• _Records in a dataset_:
--------

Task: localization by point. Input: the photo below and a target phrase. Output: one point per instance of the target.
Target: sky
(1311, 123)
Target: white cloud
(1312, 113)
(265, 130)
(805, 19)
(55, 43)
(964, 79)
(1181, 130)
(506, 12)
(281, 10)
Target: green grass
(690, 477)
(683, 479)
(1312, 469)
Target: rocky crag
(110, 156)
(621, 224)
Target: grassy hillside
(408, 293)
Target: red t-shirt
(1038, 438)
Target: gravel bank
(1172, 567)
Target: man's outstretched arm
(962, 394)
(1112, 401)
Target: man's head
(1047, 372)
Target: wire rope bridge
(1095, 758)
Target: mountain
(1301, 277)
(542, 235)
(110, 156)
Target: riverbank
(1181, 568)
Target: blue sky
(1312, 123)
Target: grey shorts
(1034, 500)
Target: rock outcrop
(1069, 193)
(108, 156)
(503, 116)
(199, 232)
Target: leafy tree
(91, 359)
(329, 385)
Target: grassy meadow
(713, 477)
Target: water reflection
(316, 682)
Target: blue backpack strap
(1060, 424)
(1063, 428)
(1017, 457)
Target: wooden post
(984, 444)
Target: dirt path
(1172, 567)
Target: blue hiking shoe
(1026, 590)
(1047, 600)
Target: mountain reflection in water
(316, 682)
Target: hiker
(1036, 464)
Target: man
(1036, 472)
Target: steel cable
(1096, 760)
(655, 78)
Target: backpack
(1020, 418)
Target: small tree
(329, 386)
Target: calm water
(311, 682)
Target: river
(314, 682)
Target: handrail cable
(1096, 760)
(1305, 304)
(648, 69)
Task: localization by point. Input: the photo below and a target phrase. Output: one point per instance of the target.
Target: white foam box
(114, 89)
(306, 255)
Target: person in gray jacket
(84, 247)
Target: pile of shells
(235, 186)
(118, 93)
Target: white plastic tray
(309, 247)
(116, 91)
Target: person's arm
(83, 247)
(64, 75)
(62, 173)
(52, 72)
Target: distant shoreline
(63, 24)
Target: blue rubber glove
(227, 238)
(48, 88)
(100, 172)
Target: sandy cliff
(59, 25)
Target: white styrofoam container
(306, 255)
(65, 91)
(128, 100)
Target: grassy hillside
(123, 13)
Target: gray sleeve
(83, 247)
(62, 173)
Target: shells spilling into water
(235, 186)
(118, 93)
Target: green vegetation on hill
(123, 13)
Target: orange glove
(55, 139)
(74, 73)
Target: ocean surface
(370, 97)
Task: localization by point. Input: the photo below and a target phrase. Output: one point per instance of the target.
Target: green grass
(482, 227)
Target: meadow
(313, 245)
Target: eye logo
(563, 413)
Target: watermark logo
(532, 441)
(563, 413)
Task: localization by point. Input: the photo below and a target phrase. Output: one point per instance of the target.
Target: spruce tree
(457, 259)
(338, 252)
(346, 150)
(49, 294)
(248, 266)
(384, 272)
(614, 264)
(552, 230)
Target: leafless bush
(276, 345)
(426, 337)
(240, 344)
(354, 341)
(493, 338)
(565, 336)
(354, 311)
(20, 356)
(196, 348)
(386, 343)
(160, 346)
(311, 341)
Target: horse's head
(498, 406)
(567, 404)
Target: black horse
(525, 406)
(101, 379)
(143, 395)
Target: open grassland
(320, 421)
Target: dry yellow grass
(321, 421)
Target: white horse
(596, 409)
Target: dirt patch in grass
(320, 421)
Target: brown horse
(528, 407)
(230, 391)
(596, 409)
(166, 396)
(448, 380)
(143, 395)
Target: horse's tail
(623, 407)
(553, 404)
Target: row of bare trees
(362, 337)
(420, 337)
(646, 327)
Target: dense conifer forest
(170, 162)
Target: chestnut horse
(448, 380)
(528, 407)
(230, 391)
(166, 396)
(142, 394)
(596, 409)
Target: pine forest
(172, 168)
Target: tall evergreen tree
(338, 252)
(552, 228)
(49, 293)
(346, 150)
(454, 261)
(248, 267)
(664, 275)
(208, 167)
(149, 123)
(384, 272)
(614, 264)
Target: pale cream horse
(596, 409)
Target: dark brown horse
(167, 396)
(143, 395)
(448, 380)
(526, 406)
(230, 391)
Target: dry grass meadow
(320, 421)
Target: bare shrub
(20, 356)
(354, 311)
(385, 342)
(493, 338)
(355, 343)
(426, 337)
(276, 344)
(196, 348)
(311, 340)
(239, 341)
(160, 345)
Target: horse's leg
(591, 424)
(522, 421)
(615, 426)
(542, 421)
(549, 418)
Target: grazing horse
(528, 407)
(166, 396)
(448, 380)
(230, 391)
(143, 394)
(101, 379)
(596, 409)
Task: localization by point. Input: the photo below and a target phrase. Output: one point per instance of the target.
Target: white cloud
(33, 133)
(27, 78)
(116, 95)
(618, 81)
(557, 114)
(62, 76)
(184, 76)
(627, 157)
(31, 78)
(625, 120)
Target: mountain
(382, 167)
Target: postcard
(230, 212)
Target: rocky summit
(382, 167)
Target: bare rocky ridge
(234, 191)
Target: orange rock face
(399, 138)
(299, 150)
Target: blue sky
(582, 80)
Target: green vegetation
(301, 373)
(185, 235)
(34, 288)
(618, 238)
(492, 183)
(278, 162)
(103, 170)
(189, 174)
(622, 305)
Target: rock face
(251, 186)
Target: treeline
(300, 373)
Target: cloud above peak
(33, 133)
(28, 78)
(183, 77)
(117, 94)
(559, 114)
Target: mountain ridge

--------

Copy out the lines of the records above, from the line that contains "Target: riverbank" through the line that contains "(1036, 472)". Reproduce each line without any change.

• _Answer to this task_:
Target: riverbank
(1181, 568)
Target: blue sky
(1312, 123)
Target: grey shorts
(1034, 500)
Target: rock outcrop
(1069, 193)
(108, 156)
(503, 116)
(199, 232)
Target: leafy tree
(91, 359)
(329, 385)
Target: grassy meadow
(713, 477)
Target: water reflection
(316, 682)
Target: blue backpack strap
(1060, 424)
(1063, 428)
(1017, 457)
Target: wooden post
(984, 444)
Target: dirt path
(1172, 567)
Target: blue hiking shoe
(1026, 590)
(1047, 600)
Target: mountain reflection in water
(316, 682)
Target: hiker
(1036, 464)
Target: man
(1036, 472)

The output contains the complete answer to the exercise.